▶ _TASK GOAL_:
Please copy all of the data below line for line without changing anything, and leave the pictures out of your answer.

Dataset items
[START]
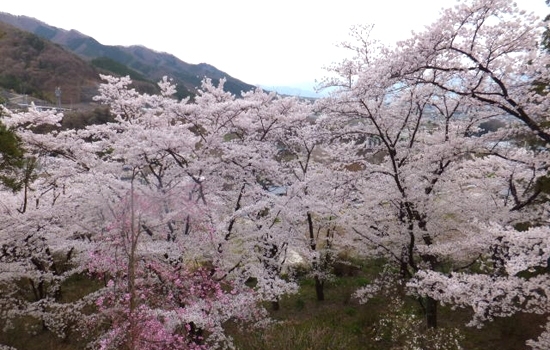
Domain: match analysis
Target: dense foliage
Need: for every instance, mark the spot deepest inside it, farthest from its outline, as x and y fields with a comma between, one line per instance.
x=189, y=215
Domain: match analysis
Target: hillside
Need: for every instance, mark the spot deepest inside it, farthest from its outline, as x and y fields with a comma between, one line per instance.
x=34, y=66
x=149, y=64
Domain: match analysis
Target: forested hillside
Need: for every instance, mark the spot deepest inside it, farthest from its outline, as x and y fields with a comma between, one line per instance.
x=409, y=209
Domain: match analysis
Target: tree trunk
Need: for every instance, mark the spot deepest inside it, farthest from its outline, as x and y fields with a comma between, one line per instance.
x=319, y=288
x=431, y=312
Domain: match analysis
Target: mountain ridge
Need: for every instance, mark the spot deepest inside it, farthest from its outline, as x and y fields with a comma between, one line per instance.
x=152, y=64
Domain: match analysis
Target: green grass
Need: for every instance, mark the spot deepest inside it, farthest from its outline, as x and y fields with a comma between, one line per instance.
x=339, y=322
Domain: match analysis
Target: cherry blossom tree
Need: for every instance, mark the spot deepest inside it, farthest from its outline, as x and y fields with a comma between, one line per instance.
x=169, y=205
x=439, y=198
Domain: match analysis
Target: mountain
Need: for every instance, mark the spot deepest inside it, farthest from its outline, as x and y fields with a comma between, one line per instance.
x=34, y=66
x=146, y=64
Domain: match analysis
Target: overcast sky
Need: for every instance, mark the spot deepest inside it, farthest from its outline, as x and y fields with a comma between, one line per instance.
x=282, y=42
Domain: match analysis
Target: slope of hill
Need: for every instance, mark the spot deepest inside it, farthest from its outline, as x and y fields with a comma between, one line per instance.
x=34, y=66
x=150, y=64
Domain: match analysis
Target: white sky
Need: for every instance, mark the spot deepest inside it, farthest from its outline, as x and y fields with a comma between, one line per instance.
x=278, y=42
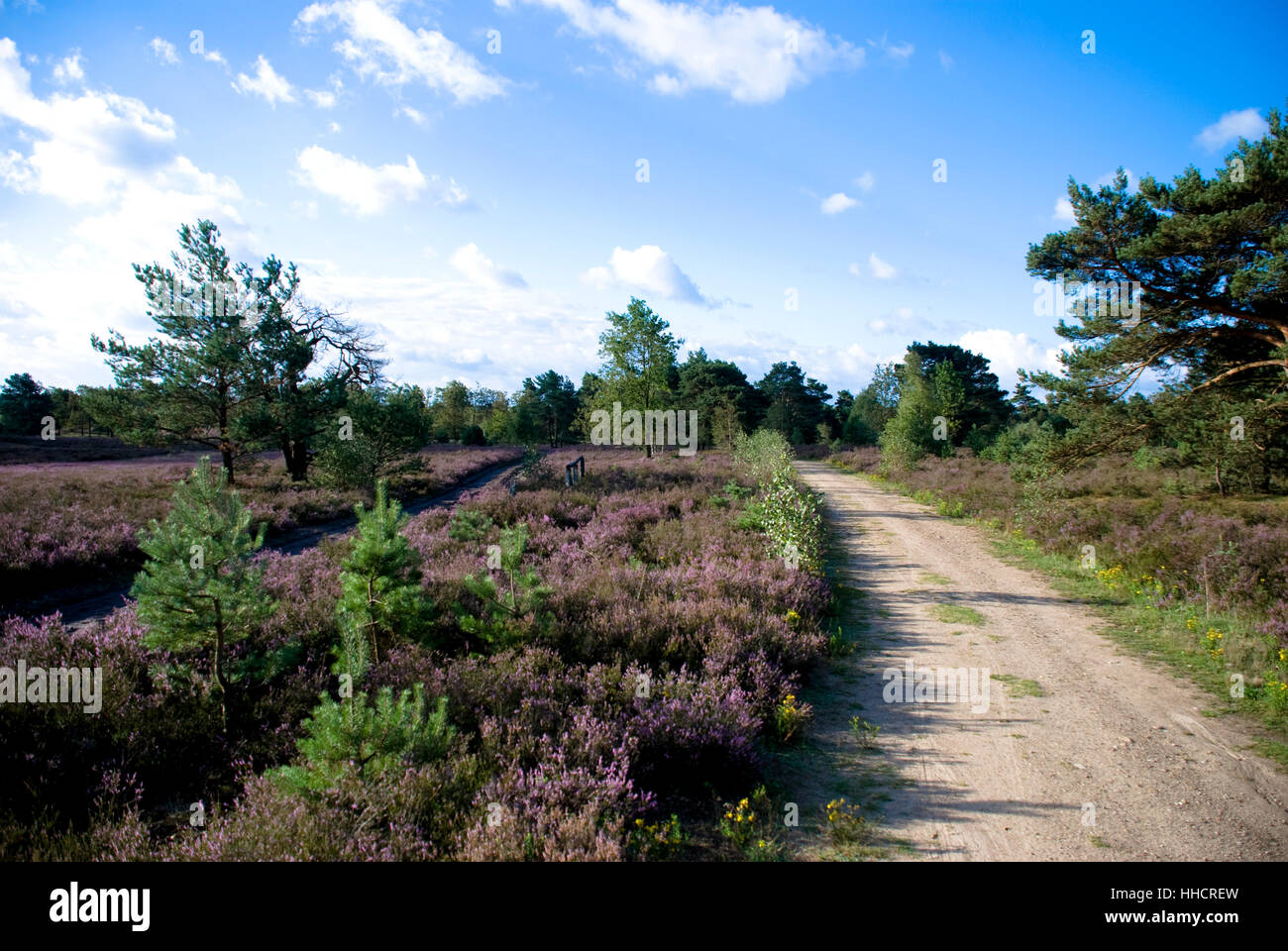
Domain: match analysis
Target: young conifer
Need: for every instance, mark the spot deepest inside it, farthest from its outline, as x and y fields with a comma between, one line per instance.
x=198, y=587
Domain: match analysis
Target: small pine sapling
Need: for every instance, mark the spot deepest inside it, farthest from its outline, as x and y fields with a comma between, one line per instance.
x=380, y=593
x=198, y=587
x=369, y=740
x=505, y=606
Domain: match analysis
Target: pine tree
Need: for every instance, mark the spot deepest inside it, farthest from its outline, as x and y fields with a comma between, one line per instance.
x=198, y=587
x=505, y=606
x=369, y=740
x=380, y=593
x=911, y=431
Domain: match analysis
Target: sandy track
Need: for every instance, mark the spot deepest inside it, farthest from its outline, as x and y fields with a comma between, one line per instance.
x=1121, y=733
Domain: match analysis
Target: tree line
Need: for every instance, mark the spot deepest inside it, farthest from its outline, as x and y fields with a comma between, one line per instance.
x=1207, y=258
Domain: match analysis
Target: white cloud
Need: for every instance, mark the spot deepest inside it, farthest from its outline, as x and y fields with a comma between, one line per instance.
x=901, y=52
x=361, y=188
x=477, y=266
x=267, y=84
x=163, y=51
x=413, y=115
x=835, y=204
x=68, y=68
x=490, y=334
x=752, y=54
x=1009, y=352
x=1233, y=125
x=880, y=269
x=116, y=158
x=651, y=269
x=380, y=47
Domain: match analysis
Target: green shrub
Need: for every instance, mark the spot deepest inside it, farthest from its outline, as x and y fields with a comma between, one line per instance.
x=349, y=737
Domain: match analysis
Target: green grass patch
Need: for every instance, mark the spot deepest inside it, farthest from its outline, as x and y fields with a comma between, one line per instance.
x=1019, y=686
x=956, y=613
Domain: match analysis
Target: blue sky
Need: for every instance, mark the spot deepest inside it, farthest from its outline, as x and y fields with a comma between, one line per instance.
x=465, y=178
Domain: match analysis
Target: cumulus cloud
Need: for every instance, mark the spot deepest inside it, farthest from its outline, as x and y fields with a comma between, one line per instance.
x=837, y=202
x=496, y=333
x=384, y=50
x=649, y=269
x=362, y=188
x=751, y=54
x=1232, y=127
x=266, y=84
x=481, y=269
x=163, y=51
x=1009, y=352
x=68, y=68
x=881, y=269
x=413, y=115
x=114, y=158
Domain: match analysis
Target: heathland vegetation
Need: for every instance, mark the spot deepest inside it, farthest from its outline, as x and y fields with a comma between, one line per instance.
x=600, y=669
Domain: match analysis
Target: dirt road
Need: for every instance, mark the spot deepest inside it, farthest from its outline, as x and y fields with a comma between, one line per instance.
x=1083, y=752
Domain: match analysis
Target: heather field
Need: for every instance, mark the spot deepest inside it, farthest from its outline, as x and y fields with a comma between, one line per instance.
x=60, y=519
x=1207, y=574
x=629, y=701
[END]
▶ _REPLY_:
Domain: match analysis
Target: dense foliage
Need: for every instance, mark the spot deepest inside it, farthest from its outline, as x and y fields with a comma between, one line per instance.
x=189, y=215
Domain: match analysis
Target: hillside
Need: for every instance, mark the spot deepest inside it, farthest from its outline, as x and y fields with a comma between, one line per instance.
x=34, y=66
x=149, y=64
Domain: match analysis
Target: forested hillside
Need: for every instance, mark the spot deepest inside it, farthest from its outline, as x and y fields with a comma between, one line per instance.
x=409, y=209
Domain: match analysis
Target: tree trunk
Need: for every instance, mark the spot deepest inside it, farthest from its outline, as x and y fields with a comma between, one line per instance.
x=319, y=288
x=431, y=312
Domain: match analysis
Target: mountain ridge
Need: for every instance, mark the spot deepest inside it, farthest from its outline, as x and y fields with a comma between, one line per instance.
x=152, y=64
Domain: match analysis
Target: green grass
Need: for every instance, mark the spot deepest inside it, farthest from its outline, as x and y fields with a comma between, one line per instance.
x=339, y=322
Domain: match analysis
Target: cherry blossom tree
Need: for every instance, mark the spot deepest inside it, farthest from its outline, as x and y fields with a comma between, one line per instance.
x=169, y=205
x=439, y=198
Domain: match analysis
Target: mountain
Need: for every instance, mark the spot deepest inside it, farthest from its outline, as x and y fields with a comma between, one line per instance.
x=34, y=66
x=146, y=64
Domain: match analysis
Target: overcast sky
Need: for every instance, mark the spot deepest inside it, farthest from its outline, as x and y fields with a comma between, one line per instance.
x=282, y=42
Domain: match analysis
Target: slope of hill
Need: for every instance, mark the spot deepest inside it, farthest from its outline, as x and y fields with a comma between, one line per instance.
x=34, y=66
x=150, y=64
Domain: match analysis
Target: white sky
Need: for every instance, mark the spot deepest inside it, farthest from its outline, as x and y fields with a comma between, one line per instance.
x=278, y=42
Domain: match analysis
Target: young conifer
Need: for every instance, mark the spot deepest inside it, farthest from its outline, as x and y fields with a comma between, one line per instance.
x=198, y=587
Domain: match analysis
Target: small pine sapling
Need: for every instance, mark the spot deepest inside it, farthest from its outline, as x and y fields with a comma between, one line per instance.
x=380, y=593
x=198, y=587
x=369, y=740
x=505, y=606
Domain: match analysis
Target: pine tree
Need: for every instance, mark the spot deepest inside it, farthest from its outline, as x and y fields with a comma between, one line per instance.
x=198, y=587
x=505, y=606
x=369, y=740
x=380, y=593
x=911, y=431
Domain: match analysis
Target: sandy track
Need: for every instance, mark the spot deepest inside it, farthest from its outline, as x and y fields with a comma between, one line per instance.
x=1121, y=733
Domain: match analysis
Target: tree line
Need: for every instance, mark the spot deepest inside it, farthest from its outline, as x and y fields with a comma between, one line per instance.
x=1207, y=258
Domain: match analysis
Target: white cloud
Need: for every instance, mark the spot deepest inside it, farthest from its outline, as x and y fields with a comma between, one line per instance.
x=901, y=52
x=361, y=188
x=477, y=266
x=267, y=84
x=163, y=51
x=413, y=115
x=835, y=204
x=68, y=68
x=490, y=334
x=752, y=54
x=1009, y=352
x=1233, y=125
x=880, y=269
x=116, y=158
x=651, y=269
x=380, y=47
Domain: match analysis
Target: green shrub
Need: for every instance, mark the spot deepest inside it, farthest from its outline, as x and y fields with a comma between, one line per instance.
x=349, y=737
Domain: match analysis
Target: green grass patch
Need: for every instance, mark the spot deepest inside it, farthest from its outline, as x and y fields with a comma between, one line per instance.
x=1019, y=686
x=956, y=613
Domain: match analysis
Target: blue sky
Need: for every instance, mark the spot deepest inside it, farthest from its outline, as x and y fields with a comma between, one line per instance.
x=465, y=178
Domain: match analysis
Target: cumulus cloud
Need: for every instance, mark the spot deepest inside it, farthest from its outline, as x and y fields with a comma between, one line per instance.
x=837, y=202
x=496, y=333
x=384, y=50
x=649, y=269
x=362, y=188
x=751, y=54
x=1232, y=127
x=266, y=84
x=481, y=269
x=163, y=51
x=1009, y=352
x=68, y=68
x=881, y=269
x=413, y=115
x=114, y=158
Domain: match analysis
Target: heathland vegetation
Need: for every instance, mark the spot deepest inside it, farthest from its outline, as x and y fields with a comma between, one line per instance.
x=600, y=669
Domain: match analysis
Target: dirt road
Need: for every instance, mark the spot deepest inside it, farthest from its outline, as x and y fields with a comma between, one line per instance.
x=1083, y=752
Domain: match analysis
Target: heather field
Need: for every instance, mark the spot deepest inside it, farthest from its outline, as x and y fields with a comma between, one line per instance.
x=60, y=519
x=1207, y=574
x=629, y=701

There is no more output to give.